• EXERCISE DESCRIPTION: Return, word for word, the passage from the text below on Mr. Obama's speech that begins at the words "Mr. Obama seems" and stops after "higher on them.".

• EXTRACT:
More troubling, however, was that the president’s speech revealed why common sense is nonexistent. Mr. Obama wants new laws to tell us how to do things better—when the need is to overhaul old laws to restore freedom of choice and individual responsibility. Up and down the chain of authority, the accumulation of law and entitlements precludes sensible decisions.

Mr. Obama seems to see law as social engineering, not as a framework to guide the choices of real people. In his speech, he advanced a series of reforms doomed to fail because humans don’t have freedom to use their common sense:

• Schools: “The idea is simple,” Mr. Obama said. “Instead of rewarding failure we will only reward success.” His main idea is to add a bureaucratic carrot, the billions in the “Race to the Top” program, to the bureaucratic stick of the “No Child Left Behind” law.

But teachers aren’t trying to fail. They’re frustrated all day long by the types of bureaucratic programs and incentives that Mr. Obama wants to pile even higher on them.

The solution is not to tweak the bureaucracy, but to abandon it. Charter schools succeed because the people in them are free to use their common sense all day long—to maintain order and to instill values of cooperation and respect needed for life as well as academic success. Public schools need the same freedom and accountability. Some will succeed, some will not. Today, failure is guaranteed by bureaucracy.

• Infrastructure: “[W]e can put Americans to work today building the infrastructure of tomorrow,” the president claimed. “From the first railroads to the Interstate Highway System, our nation has always been built to compete. There’s no reason Europe or China should have the fastest trains . . .”

But America can’t build new infrastructure because no one has the authority to say “go.” Nearly endless environmental review, followed by years of litigation by anyone who doesn’t want the project, will make it impossible to put a shovel in the ground for a new project for years.

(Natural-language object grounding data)
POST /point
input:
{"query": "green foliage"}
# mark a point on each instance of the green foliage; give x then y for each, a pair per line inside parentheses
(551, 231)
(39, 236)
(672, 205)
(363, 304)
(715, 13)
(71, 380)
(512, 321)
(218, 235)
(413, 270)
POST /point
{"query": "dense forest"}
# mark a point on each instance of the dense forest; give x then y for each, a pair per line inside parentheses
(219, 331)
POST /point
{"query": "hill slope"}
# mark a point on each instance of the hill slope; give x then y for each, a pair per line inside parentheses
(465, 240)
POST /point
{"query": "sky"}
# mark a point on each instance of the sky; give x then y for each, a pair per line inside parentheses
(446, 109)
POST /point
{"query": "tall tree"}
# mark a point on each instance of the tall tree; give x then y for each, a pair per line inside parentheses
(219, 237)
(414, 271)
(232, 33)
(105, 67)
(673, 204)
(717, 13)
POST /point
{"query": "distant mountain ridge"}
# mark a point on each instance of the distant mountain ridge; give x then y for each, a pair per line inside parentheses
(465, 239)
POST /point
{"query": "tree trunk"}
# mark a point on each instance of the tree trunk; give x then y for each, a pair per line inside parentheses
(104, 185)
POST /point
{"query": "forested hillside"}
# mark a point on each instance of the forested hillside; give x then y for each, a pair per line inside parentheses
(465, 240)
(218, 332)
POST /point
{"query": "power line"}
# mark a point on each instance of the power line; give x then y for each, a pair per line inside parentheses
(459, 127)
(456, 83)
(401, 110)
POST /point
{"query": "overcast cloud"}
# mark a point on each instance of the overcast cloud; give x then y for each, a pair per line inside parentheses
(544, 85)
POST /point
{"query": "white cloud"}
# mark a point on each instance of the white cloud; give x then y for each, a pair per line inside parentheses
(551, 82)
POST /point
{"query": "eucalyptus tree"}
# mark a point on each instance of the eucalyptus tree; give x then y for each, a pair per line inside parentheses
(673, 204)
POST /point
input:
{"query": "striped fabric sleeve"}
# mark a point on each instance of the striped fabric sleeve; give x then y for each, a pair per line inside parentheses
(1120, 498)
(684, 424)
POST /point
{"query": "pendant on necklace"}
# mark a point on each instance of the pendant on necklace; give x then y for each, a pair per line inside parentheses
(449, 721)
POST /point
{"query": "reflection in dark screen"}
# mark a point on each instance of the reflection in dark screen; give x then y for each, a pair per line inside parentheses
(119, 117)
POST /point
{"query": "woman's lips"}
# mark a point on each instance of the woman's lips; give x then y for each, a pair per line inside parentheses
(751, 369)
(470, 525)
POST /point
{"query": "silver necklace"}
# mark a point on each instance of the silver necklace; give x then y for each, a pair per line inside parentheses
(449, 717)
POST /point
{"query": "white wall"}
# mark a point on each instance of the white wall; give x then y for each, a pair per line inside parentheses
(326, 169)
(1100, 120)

• EXERCISE RESULT:
Mr. Obama seems to see law as social engineering, not as a framework to guide the choices of real people. In his speech, he advanced a series of reforms doomed to fail because humans don’t have freedom to use their common sense:

• Schools: “The idea is simple,” Mr. Obama said. “Instead of rewarding failure we will only reward success.” His main idea is to add a bureaucratic carrot, the billions in the “Race to the Top” program, to the bureaucratic stick of the “No Child Left Behind” law.

But teachers aren’t trying to fail. They’re frustrated all day long by the types of bureaucratic programs and incentives that Mr. Obama wants to pile even higher on them.